BEGIN Task inputs

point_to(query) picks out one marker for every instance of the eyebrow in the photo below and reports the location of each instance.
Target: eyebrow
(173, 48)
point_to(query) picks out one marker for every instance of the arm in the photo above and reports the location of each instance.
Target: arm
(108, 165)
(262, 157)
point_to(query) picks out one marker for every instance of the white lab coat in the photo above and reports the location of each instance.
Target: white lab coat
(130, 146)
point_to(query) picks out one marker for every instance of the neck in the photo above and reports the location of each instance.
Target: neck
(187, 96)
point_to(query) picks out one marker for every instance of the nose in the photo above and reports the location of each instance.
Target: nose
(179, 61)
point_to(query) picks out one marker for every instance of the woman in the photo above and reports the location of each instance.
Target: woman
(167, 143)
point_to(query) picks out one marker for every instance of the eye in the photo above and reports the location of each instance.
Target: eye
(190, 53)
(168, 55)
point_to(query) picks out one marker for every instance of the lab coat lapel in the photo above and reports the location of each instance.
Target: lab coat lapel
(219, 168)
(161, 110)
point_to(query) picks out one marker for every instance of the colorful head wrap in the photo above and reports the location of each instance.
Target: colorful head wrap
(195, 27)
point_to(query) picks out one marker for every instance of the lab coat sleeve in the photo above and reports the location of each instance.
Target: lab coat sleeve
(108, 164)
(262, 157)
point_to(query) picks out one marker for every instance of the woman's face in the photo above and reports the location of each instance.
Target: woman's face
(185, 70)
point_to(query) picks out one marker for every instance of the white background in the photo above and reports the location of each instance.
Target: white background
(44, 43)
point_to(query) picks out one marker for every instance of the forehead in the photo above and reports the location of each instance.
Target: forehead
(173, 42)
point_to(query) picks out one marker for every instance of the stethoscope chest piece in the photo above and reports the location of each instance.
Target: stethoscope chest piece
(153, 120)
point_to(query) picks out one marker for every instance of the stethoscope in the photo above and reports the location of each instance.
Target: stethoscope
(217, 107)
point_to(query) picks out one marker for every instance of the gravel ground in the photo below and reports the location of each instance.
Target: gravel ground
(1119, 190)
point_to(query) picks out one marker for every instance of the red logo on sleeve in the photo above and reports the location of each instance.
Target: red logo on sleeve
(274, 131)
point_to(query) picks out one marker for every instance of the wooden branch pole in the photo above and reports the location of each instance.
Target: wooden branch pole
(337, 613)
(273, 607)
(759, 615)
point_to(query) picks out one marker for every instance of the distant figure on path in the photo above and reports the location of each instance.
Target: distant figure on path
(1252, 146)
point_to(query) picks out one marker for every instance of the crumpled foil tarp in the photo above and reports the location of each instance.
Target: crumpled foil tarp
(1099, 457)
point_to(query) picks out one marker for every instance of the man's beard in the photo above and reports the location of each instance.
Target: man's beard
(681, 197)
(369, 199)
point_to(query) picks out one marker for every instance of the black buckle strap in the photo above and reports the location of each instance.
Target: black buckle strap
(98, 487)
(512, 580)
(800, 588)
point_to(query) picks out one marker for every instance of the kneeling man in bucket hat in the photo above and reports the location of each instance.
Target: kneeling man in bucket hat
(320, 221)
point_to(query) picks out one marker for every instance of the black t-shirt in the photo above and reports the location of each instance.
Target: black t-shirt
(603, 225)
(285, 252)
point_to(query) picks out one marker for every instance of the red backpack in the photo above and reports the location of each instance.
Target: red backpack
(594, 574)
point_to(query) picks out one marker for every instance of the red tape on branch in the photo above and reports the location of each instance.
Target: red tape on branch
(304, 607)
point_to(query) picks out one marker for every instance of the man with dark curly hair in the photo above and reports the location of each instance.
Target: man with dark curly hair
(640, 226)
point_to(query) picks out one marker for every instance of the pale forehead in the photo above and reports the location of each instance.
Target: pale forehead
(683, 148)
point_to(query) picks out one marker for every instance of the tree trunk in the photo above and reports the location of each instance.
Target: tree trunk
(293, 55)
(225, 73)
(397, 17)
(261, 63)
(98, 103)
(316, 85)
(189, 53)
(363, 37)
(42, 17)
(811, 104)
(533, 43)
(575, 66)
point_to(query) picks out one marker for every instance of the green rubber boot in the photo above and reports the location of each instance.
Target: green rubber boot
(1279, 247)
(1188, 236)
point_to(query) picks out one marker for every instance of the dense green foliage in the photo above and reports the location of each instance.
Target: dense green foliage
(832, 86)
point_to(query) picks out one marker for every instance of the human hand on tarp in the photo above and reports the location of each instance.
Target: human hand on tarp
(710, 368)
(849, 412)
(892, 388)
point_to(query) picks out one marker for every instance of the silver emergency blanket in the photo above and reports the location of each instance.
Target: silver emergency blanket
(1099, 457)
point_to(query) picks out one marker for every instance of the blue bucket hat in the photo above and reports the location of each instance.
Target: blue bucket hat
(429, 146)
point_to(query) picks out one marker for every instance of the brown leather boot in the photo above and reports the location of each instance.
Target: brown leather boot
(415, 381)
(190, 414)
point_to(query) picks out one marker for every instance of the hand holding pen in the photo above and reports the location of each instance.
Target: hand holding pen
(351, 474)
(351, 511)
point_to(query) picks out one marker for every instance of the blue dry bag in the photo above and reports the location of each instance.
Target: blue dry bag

END Task inputs

Could you copy every line from the records that has "below" in it?

point_to(query) picks out one marker for every instance of the eyebrow in the photo below and reports the location of each instance.
point_to(query) picks out one marker for every instance of the gravel ground in the photo below and reports the location of each instance.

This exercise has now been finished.